Using the information:
- A) Answer these questions using the excerpt on embodied and amodal cognition:
(i) Under the embodied view, what does a cognitive activity not require?
(ii) What does the excerpt say the amodal approach has more recently been described as inadequate to explain?
(iii) What is given as the most popular reason to adhere to the amodal approach?
- B) Write the next part of the excerpt on embodied and amodal cognition, picking up after its final sentence.

Document excerpt:
┄┄┄┄┄┄
The traditional symbolic approaches for understanding information processing maintained that information is initially encoded in basic sense modalities but in order to interact with higher level cognitive processes these basic codes need to be “transduced” or changed into amodal language like symbols. Later the embodied theories were propounded as an alternative to the traditional approach where the basic sensory modalities play an important role for both lower and higher order information processing (Barsalou, 1999, 2008; Wilson, 2002). According, to the embodied view any cognitive activity does not require a separate set of representations except for what is contained within the modality specific systems. Within the framework of amodal approaches, the mind is usually described as a highly abstract entity with little connections to the outside world which stands in stalk contrast to the embodied view where the very interaction of the body with the environment is seen as important. In the latter, cognitive activity becomes situated as it takes place in a real world context3.

More recently, the amodal approach has been described as inadequate to explain the workings of social cognition (see Niedenthal, Barsalou, Winkielman, Krauth-Gruber, & Ric, 2005). Traditionally these theories advocated a representation of the outside world as the basis for symbol manipulation. For instance, repeated encounters with a “similar” kind of social situation leads to re-description of the experienced events into an abstract code that permanently gets stored in memory (see Collins & Quillian, 1969) supporting social inferences, reasoning and decision making (examples include semantic networks, schemata and propositions). The most popular reason to adhere to the amodal approach is its ease of implementation in computer simulation (e.g., intelligent systems) even though it has been hard to obtain solid neural and cognitive empirical support for the re-description process.
┄┄┄┄┄┄
Stored data:
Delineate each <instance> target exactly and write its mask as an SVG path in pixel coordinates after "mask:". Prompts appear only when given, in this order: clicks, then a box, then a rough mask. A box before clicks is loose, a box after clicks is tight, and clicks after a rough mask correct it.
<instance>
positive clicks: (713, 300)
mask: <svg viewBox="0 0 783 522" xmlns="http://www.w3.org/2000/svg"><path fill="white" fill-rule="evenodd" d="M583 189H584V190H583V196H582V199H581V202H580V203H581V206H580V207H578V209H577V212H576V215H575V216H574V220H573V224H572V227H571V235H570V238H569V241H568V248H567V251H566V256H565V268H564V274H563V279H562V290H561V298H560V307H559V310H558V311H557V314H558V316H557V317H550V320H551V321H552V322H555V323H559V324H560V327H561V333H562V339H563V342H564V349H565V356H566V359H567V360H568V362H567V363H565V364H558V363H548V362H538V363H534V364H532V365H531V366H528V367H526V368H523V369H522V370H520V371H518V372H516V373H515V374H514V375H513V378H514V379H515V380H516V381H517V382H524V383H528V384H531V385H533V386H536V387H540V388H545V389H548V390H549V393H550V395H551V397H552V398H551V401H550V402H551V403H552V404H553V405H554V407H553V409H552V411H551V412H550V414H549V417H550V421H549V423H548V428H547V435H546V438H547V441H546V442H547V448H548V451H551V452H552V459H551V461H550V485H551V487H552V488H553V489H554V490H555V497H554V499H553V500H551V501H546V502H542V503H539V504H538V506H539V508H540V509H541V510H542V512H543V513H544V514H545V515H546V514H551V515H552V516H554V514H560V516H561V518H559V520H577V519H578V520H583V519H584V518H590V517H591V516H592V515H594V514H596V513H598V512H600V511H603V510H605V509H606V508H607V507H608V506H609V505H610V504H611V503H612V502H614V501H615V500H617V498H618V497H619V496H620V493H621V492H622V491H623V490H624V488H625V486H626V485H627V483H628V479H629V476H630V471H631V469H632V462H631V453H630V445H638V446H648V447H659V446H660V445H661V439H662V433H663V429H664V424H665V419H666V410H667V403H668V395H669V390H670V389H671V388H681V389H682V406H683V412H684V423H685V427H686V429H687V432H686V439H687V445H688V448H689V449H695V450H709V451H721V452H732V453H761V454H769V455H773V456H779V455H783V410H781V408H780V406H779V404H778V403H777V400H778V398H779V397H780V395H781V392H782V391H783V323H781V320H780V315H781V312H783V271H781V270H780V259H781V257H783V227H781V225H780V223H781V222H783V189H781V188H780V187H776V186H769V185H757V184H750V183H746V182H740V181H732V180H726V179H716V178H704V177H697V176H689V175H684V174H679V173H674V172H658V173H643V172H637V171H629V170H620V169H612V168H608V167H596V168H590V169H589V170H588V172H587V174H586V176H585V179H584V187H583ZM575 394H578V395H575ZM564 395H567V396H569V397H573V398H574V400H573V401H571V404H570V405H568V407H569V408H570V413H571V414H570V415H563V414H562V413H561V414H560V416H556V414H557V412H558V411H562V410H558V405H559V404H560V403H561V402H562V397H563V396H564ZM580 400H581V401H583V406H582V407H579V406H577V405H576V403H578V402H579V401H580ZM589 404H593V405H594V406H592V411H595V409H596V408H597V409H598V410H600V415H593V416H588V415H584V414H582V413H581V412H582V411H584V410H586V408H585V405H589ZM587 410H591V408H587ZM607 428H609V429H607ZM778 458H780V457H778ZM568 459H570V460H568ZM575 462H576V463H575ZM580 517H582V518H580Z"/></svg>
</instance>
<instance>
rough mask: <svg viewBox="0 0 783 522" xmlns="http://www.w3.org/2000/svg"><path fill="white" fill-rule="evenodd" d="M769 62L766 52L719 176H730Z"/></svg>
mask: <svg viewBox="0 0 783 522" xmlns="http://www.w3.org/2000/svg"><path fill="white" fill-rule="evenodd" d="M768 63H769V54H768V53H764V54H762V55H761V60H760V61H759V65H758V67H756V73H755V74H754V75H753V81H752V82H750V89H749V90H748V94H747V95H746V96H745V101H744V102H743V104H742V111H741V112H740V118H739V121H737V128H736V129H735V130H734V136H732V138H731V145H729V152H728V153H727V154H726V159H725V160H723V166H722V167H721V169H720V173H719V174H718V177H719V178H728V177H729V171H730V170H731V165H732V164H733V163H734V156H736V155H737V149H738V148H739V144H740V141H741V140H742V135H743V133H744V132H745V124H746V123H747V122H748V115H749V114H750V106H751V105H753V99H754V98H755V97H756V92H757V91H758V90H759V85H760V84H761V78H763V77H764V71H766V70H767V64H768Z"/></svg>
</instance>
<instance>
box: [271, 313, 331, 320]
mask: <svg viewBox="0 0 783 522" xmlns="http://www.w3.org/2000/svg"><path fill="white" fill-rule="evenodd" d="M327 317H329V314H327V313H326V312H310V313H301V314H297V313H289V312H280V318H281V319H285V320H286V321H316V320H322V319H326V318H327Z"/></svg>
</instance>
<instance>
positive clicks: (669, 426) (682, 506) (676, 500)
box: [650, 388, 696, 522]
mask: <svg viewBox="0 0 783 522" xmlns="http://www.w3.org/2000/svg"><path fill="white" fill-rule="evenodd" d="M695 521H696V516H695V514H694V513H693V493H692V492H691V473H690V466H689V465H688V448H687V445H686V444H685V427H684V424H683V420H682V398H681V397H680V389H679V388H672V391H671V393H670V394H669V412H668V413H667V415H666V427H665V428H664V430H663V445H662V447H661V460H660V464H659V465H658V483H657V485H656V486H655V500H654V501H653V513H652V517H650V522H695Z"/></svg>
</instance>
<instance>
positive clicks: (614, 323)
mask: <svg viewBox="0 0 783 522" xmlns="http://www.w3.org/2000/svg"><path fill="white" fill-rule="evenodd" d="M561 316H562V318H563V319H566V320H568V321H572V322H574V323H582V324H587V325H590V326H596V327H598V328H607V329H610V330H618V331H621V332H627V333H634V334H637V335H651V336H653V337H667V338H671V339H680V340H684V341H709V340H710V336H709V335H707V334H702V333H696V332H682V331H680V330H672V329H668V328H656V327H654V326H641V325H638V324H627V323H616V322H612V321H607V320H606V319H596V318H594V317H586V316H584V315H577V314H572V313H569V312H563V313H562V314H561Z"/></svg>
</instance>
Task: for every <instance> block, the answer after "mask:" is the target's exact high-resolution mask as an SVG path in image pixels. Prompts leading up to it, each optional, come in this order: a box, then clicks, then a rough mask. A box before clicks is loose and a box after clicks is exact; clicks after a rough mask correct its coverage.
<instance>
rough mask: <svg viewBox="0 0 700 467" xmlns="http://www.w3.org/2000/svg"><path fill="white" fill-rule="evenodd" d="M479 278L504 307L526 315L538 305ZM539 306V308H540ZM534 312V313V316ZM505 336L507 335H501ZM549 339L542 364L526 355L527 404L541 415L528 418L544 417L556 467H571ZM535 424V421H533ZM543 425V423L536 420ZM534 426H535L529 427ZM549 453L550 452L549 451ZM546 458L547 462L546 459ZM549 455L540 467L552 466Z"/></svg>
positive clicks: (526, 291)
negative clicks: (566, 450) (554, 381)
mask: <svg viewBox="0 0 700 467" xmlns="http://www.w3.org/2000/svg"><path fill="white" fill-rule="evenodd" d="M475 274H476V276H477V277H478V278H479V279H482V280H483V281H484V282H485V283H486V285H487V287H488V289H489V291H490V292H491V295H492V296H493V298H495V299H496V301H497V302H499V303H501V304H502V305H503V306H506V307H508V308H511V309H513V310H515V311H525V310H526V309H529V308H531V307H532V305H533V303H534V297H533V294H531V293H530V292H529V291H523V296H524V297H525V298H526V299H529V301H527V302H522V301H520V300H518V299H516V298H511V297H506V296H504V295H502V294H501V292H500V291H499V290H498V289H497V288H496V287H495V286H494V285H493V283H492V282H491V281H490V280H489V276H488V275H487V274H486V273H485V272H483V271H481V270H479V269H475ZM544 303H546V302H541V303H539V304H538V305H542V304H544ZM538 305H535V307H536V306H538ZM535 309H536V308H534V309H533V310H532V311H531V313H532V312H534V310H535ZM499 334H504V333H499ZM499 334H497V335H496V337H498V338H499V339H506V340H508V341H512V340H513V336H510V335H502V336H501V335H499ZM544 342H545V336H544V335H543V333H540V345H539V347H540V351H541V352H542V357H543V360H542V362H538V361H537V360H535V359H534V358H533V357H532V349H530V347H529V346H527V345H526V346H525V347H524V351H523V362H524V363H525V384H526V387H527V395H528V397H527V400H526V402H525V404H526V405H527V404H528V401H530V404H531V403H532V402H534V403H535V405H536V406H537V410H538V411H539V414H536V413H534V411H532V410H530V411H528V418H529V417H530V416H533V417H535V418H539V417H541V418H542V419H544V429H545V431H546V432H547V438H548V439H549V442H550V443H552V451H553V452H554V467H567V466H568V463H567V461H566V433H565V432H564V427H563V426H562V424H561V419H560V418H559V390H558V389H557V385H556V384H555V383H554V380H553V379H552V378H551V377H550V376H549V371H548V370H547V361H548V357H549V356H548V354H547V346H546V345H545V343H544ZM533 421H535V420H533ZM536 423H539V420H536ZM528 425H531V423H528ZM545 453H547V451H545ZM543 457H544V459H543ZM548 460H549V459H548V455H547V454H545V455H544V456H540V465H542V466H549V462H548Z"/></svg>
┄┄┄┄┄┄
Responses by item number:
- A)
(i) A separate set of representations beyond what is contained within the modality specific systems.
(ii) The workings of social cognition.
(iii) Its ease of implementation in computer simulation, such as intelligent systems.

- B)
More specifically, the embodied framework has also been applied for understanding emotional information processing (Niedenthal, 2007). The amodal view would explain the perceptual and conceptual processing of emotion in a similar manner as the processing of other neutral objects (Ortony, Clore, & Collins, 1988) but the embodied theories emphasize the importance of both central and peripheral resources that support emotional information processing for perceptual and conceptual processing of emotion (see Winkielman, McIntosh, & Oberman, 2009). For instance, thinking about an emotional event will recruit the same bodily reactions and brain regions that are helpful for processing an actual/real emotional event and on parallel lines, understanding the emotional reactions of others is dependent upon similar mechanisms that support the same emotional reactions in one’s own self. An important stance of the embodied approaches for emotional processing is the close relation between the peripheral and central processes (Damasio, 1994), where similar modal representations could be generated peripherally or centrally (Barsalou, 1999, 2008).